→ THE REQUEST
List every court case that the court opinion excerpt below cites by name.

→ DOCUMENT EXCERPT
○ ○ ○

The only reasonable construction that may be put upon Exhibit 3A and the related paragraphs (6), 5(B) and 11(D) is that a unit owner's initial entitlement to a percentage ownership in the common elements under the master deed is for phase I only; upon the completion of phase II his percentage entitlement is reduced and remains fixed until the completion of phase III, at which point his percentage entitlement is reduced again to a new fixed number which thereafter will remain unchanged, absent unanimous consent of all unit owners to a different schedule of percentage ownerships.
With the master deed so construed, it may be seen that the percentage interest of each unit owner in the common elements, "as expressed in the master deed [is] not . . . altered" (emphasis added), G. L. c. 183A, s. 5[b], by the construction of phases II and III. Each unit owner is informed from the outset that his percentage entitlement to an undivided interest in the common elements varies with each development stage of the condominium; since those variations are all originally "expressed in the master deed" by reason of Exhibit 3A, the construction of phases II and III do not work any forbidden alteration in percentage interests as expressed in the master deed in violation of c. 183A, s. 5(b).
That being so, the plaintiffs, as individual unit owners are bound by the provisions in the master deed. See Johnson v. Keith, 368 Mass. 316 , 321 (1975); Tosney v. Chelmsford Village Condominium Assn., 397 Mass. 683 , 687-688 (1986). Strauss v. Oyster River Condominium Trust, 417 Mass. 442 (1994), upon which the plaintiffs rely, has no bearing on this case. Strauss involved an "unlawful master deed," id. at 447; there is no such deed in this case.
The judgment is reversed. The case is remanded to the Superior Court for the entry of a new judgment on the developers' counterclaim declaring the right of the developers to proceed with the construction of phases II and III without the consent of the unit owners of phase I.
LENK, J. (dissenting). With this case, we reach the limits of what our "Primitive, first generation condominium statute," Barclay v. DeVeau, 11 Mass. App. Ct. 236 , 247 (1981) (Greaney, J., dissenting), can accommodate in master deeds for phased condominiums. Our statute is largely silent on this now commonplace reality and our case law on the subject of phased development also remains remarkably sparse. Other than a handful of treatises and practice guides, real estate practitioners have largely been left to their own devices in their struggle to fit the intricacies of phasing within the confines of G. L. c. 183A. This case illustrates the problem.
The majority conclude that the master deed does not run afoul of s. 5(b). They reach this conclusion by reading the pertinent master deed language in a way that instead collides head-on with s. 5(a). I think that the majority read the master deed language incorrectly. In my view, the master deed language, sensibly construed, can comport with s. 5(a), but nonetheless flies directly in the face of what s. 5(b), elucidated by recent case law, requires. In either event, the statute is violated.

○ ○ ○

→ INFORMATION SHOWN

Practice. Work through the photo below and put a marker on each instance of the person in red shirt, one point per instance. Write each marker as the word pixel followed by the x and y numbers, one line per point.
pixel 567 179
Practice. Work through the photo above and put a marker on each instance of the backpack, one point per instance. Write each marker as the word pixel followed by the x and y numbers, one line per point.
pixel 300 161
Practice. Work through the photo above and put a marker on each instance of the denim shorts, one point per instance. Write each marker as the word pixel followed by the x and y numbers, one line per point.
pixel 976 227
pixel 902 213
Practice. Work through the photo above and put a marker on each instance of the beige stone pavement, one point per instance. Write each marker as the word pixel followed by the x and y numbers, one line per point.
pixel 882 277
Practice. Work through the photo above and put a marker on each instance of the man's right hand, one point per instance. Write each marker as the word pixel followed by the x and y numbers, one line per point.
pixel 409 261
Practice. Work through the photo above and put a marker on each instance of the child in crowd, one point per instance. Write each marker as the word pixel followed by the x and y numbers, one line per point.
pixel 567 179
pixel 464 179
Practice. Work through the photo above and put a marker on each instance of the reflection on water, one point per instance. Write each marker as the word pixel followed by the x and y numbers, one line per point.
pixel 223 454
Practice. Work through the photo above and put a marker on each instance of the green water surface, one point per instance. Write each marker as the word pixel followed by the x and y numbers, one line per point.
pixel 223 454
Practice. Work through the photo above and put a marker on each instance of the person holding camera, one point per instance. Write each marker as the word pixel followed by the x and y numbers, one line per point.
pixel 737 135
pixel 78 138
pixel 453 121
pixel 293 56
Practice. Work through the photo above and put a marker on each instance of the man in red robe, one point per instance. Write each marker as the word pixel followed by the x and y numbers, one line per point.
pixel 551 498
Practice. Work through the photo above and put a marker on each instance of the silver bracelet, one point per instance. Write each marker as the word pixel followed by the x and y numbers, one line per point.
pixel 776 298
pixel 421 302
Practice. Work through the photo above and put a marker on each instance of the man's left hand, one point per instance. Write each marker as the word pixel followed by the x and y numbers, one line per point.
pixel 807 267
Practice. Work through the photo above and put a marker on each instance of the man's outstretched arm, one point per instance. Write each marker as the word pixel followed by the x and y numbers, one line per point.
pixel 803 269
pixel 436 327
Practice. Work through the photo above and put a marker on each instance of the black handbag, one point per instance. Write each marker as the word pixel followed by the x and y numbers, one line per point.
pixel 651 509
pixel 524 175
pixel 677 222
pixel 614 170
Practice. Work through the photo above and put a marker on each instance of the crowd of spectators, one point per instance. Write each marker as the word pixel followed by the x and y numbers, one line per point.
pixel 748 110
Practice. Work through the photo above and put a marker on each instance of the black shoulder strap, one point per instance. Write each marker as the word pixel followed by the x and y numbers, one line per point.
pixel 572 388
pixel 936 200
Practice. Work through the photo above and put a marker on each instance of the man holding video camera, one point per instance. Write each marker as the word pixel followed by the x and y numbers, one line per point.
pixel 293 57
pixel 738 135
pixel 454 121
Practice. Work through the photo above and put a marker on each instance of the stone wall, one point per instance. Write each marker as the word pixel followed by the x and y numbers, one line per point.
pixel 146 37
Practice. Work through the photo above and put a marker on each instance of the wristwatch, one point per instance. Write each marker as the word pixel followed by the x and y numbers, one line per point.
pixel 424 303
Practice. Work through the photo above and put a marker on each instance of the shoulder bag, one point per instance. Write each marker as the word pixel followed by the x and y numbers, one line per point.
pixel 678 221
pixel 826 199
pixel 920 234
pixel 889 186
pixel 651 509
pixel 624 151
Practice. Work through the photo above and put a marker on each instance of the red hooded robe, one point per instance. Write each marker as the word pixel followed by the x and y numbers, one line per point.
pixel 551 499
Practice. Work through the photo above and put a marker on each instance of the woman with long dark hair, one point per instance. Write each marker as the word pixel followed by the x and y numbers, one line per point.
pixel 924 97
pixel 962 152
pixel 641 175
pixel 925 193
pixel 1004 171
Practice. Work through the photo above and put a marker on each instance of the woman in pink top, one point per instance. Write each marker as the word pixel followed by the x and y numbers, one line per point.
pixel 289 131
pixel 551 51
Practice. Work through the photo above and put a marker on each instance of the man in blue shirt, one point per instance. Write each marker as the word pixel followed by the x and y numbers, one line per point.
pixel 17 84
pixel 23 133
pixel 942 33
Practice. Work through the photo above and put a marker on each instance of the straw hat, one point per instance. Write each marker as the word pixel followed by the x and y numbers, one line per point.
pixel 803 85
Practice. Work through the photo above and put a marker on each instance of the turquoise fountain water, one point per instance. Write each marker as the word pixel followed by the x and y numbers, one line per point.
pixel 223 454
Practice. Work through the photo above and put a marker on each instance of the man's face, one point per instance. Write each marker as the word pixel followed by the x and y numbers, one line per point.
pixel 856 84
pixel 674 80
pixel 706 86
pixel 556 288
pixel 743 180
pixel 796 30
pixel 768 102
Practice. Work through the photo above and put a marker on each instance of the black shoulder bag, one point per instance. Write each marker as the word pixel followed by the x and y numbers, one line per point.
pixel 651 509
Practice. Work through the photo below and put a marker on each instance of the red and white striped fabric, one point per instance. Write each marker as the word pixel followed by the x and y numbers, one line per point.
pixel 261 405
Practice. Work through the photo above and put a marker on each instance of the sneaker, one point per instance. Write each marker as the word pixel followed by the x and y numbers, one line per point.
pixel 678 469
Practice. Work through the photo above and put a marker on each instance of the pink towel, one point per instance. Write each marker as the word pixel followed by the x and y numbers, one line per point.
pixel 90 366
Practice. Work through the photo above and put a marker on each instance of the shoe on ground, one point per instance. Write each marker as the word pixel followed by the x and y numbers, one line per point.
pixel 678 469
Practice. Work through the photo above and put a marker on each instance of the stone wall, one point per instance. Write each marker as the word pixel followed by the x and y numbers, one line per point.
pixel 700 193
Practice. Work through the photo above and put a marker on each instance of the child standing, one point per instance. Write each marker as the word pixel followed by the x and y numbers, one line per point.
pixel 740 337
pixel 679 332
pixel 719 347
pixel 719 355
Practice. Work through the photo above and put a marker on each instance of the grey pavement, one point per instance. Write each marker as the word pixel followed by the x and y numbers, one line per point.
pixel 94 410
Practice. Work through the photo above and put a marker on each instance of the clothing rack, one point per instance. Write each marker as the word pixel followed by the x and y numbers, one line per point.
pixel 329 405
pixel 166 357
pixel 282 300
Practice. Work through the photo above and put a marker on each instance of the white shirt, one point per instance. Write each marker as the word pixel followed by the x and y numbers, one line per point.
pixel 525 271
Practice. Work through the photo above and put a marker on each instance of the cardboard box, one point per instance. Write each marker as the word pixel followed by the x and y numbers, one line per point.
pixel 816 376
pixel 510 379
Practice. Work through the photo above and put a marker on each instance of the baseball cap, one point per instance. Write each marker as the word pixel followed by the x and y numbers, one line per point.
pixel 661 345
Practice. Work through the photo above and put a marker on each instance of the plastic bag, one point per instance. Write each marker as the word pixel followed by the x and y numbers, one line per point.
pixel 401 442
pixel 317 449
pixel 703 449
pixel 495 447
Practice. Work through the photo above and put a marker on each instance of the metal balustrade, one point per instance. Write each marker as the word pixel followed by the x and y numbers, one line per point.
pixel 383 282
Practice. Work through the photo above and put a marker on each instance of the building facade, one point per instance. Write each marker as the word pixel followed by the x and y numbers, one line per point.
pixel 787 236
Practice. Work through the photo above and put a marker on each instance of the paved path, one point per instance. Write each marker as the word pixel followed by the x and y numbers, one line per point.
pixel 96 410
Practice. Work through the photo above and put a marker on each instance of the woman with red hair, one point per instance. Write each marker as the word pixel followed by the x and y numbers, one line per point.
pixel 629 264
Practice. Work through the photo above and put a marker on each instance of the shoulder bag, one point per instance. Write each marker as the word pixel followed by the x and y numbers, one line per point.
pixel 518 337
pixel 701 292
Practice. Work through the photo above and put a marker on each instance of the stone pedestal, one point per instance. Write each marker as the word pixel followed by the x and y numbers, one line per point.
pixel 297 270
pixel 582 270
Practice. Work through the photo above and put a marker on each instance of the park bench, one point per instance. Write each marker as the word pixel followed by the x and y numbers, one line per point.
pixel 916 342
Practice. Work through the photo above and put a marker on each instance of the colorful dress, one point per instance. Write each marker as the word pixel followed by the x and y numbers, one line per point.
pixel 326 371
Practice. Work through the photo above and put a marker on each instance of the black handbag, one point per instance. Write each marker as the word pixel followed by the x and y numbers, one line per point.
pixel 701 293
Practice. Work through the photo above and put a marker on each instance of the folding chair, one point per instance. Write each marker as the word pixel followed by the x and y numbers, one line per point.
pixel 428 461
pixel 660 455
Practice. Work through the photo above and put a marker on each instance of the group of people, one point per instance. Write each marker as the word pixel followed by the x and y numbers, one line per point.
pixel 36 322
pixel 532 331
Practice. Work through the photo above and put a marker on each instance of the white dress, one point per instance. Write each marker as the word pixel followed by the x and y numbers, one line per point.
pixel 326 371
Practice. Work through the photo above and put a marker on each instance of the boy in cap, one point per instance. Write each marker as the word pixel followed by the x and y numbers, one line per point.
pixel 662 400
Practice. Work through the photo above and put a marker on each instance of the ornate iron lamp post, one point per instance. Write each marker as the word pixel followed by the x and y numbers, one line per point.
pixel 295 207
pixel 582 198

○ ○ ○

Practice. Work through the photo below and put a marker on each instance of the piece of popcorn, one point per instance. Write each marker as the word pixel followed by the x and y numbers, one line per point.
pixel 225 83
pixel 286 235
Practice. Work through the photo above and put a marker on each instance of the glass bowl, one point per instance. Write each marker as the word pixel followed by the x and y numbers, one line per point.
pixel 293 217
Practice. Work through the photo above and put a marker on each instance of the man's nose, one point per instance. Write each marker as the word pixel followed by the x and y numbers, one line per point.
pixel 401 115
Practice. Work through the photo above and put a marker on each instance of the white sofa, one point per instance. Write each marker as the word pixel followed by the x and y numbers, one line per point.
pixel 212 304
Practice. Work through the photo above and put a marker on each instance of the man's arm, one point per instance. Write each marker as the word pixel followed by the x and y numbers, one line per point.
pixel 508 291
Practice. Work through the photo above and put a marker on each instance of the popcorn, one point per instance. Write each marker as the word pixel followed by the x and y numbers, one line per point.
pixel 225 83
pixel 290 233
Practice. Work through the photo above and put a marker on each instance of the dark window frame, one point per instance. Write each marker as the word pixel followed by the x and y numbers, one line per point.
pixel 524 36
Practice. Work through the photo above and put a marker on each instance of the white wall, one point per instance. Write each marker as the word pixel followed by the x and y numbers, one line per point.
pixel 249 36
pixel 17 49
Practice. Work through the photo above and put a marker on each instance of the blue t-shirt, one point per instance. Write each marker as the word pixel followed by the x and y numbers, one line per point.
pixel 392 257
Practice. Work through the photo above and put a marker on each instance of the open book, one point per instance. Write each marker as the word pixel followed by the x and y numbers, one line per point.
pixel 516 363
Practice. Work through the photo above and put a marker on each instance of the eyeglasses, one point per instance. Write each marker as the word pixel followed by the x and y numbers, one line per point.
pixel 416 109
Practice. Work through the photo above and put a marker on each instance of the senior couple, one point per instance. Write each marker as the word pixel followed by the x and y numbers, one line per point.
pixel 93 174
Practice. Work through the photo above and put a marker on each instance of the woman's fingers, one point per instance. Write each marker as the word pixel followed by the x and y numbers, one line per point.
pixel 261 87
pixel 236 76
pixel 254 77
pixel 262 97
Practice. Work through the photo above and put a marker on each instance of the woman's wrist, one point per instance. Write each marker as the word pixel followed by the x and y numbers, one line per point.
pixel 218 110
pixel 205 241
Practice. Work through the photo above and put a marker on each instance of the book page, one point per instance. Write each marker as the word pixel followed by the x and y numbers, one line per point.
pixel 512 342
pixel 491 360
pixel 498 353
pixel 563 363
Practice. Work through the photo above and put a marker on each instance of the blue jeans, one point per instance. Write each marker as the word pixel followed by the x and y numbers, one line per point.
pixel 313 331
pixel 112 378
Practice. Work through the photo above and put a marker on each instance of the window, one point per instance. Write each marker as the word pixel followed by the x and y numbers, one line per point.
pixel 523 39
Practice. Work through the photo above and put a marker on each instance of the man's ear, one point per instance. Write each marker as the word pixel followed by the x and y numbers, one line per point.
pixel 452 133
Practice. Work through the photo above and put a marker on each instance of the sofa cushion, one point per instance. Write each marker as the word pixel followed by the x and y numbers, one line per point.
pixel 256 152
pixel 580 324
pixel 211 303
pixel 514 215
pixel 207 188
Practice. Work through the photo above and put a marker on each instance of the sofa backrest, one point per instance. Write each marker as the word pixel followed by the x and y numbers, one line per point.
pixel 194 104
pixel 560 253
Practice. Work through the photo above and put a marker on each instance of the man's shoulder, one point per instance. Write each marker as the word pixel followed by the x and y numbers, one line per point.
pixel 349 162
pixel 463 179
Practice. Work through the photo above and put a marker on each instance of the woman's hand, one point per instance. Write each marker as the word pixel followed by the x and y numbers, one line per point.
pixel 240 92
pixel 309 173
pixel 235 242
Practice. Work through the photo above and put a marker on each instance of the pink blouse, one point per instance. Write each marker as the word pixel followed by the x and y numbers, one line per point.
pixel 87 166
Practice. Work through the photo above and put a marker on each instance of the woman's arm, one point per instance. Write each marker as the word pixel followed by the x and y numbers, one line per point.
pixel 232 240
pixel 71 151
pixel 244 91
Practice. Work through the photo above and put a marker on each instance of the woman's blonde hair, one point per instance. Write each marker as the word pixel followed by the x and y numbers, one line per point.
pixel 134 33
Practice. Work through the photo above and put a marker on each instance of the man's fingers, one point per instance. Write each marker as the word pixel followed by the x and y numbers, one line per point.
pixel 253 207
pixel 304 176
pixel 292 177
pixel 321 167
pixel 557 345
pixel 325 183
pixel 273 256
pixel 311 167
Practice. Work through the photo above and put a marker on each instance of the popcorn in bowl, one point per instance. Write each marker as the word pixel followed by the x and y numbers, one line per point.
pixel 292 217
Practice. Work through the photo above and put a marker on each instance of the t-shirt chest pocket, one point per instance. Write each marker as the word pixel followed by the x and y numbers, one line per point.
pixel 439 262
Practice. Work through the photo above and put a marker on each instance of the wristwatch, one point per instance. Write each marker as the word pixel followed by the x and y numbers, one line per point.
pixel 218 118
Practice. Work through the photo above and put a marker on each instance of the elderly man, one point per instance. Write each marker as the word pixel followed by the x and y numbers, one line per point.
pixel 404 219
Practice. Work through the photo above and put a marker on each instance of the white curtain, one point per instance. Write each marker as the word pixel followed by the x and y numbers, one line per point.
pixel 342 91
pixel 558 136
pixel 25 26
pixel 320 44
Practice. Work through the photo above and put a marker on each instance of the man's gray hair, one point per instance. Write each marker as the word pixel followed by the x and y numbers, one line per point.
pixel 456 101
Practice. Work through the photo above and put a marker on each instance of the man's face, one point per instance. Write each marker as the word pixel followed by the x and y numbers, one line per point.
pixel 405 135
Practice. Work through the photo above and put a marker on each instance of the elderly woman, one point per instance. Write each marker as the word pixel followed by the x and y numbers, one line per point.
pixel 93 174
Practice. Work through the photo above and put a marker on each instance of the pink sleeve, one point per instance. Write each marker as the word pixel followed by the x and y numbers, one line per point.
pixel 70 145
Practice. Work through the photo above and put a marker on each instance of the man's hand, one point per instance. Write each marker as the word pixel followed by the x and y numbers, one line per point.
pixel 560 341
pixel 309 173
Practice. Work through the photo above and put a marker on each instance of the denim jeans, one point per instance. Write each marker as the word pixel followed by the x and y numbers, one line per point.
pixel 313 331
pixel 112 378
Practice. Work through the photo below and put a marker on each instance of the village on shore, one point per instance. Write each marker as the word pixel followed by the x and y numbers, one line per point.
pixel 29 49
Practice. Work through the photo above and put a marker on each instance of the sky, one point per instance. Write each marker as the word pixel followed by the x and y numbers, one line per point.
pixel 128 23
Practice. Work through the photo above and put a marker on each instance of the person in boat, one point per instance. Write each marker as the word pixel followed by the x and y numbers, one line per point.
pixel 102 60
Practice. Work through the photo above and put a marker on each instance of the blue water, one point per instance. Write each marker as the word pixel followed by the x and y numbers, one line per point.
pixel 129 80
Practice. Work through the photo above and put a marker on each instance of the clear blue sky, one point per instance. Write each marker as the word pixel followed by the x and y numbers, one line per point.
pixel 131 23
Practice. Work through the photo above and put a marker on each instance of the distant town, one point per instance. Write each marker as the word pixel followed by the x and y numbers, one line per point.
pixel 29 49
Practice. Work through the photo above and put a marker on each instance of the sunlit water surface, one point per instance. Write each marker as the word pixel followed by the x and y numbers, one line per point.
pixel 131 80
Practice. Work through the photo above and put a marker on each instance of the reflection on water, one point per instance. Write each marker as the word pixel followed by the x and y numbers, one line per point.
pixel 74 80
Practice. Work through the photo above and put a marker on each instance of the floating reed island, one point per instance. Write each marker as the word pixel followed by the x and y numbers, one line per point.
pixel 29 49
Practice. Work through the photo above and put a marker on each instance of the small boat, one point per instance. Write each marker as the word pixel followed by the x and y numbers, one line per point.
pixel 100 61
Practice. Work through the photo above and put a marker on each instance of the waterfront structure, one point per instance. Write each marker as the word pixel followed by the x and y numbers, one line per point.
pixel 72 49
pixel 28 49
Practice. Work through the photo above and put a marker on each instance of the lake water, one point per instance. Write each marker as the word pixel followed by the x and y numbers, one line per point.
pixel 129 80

○ ○ ○

→ EXERCISE SOLUTION
Johnson v. Keith
Tosney v. Chelmsford Village Condominium Assn.
Strauss v. Oyster River Condominium Trust
Barclay v. DeVeau